In quattro giorni sono stati arrestati 9.322 militari, 1.500 alti funzionari della Magistratura, senza considerare tutti gli agenti di polizia e servizi segreti. Inoltre, a migliaia di lavoratori statali è stato imposto il divieto di espatrio.

Ora si alza il pugno duro anche contro il mondo dell’istruzione, su scuole e università:

sospesi 15.200 insegnanti pubblici, sottratte 21 mila licenze a docenti delle scuole private, molte delle quali sono accusate di essere vicine alla rete del predicatore Gulen, ed infine sono state richieste le dimissioni di 1.500 decani, i professori più anziani delle università.

La Presidenza Turca per gli Affari Religiosi (Diyanet) informa il mondo di aver allontanato 492 membri, tra imam e docenti di religione. Ha inoltre espresso il proprio rifiuto a celebrare funerali islamici per i golpisti uccisi.

Colpito duramente anche il mondo dei media:

370 dipendenti della televisione pubblica Trt, occupata durante il colpo di stato, sono stati messi sotto inchiesta. L’Alto Consiglio per radio e tv ha ritirato 24 licenze, ai danni di emittenti affini al pensiero di Gulen.

Il rapporto tra Erdogan, i mass media e i principali social ha subito una strabiliante evoluzione durante questo golpe: nel marzo 2014 fu emanata una prima “legge del bavaglio” che impose delle limitazioni ai social. Successivamente, il 6 aprile 2015, Twitter e YouTube sono stati chiusi per aver mostrato delle foto di un ostaggio poi ucciso.
Sebbene i social più importanti abbiano sempre smentito un totale oscuramento, è noto che in Turchia si è cercato più volte di limitare la libertà di espressione attraverso questi potenti mezzi.

Deve essersi accorto del loro potere, perché proprio il Presidente venerdì sera ha utilizzato Face Time per tranquillizzare i suoi e lo stesso si dica per il sindaco di Ankara, che ha preferito però Twitter.

La giustificazione a tutto questo? “Tutte le persone coinvolte in attività terroristiche dovrebbero essere totalmente escluse da tutte le sfere”. Insomma il terrorismo è divenuta un’ottima scusante per tutto. (Boschi docet?).

Ma chi è Fethullah Gulen? Trattasi di un predicatore e politologo turco di 75 anni, leader del movimento “Hizmet” (il Servizio).
Gulen si è opposto al laicismo in politica, ma ritiene possibile il binomio Islam e democrazia; è a favore dell’ingresso del suo Paese nell’UE; le idee in merito alla donna sono considerate “progressiste”, ma solo in riferimento al suo contesto. “La superiorità maschile paragonata alle donne non può essere negata”, urla infatti ai quattro venti. Infine è contro il terrorismo perché viola i principi cardine della religione islamica. È stato la prima figura religiosa al mondo a condannare i fatti dell’11 settembre 2001: “Un musulmano non può essere un terrorista, ne un terrorista può essere un vero mussulmano”. Della serie “come rimpiazzare le perle della Fallaci”.

Non so a voi, ma a me, eccetto per qualche idea assurdamente retrograda, non sembra il profilo di un “occulto autore di golpe”, come lo considera Erdogan.

Questa vicenda puzza di bruciato, di capro espiatorio e non vedo nessuno dei presupposti per entrare nella mia Europa, che ha già tanta strada da fare per migliorare.

*COMPITO DA SVOLGERE:* Ricopia senza alcuna modifica il tratto del brano sulle epurazioni in Turchia che va da "In quattro giorni" fino a "i golpisti uccisi.".

*DATI FORNITI:*
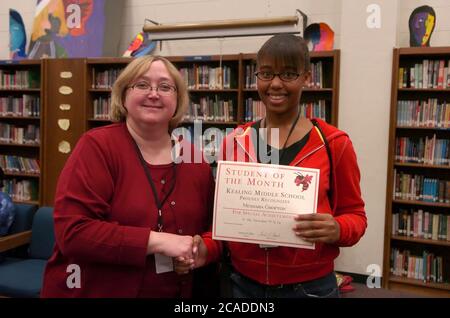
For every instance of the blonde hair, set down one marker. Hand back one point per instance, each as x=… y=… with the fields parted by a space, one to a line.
x=137 y=68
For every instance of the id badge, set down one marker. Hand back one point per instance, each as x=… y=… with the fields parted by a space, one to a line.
x=163 y=263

*RISULTATO:*
In quattro giorni sono stati arrestati 9.322 militari, 1.500 alti funzionari della Magistratura, senza considerare tutti gli agenti di polizia e servizi segreti. Inoltre, a migliaia di lavoratori statali è stato imposto il divieto di espatrio.

Ora si alza il pugno duro anche contro il mondo dell’istruzione, su scuole e università:

sospesi 15.200 insegnanti pubblici, sottratte 21 mila licenze a docenti delle scuole private, molte delle quali sono accusate di essere vicine alla rete del predicatore Gulen, ed infine sono state richieste le dimissioni di 1.500 decani, i professori più anziani delle università.

La Presidenza Turca per gli Affari Religiosi (Diyanet) informa il mondo di aver allontanato 492 membri, tra imam e docenti di religione. Ha inoltre espresso il proprio rifiuto a celebrare funerali islamici per i golpisti uccisi.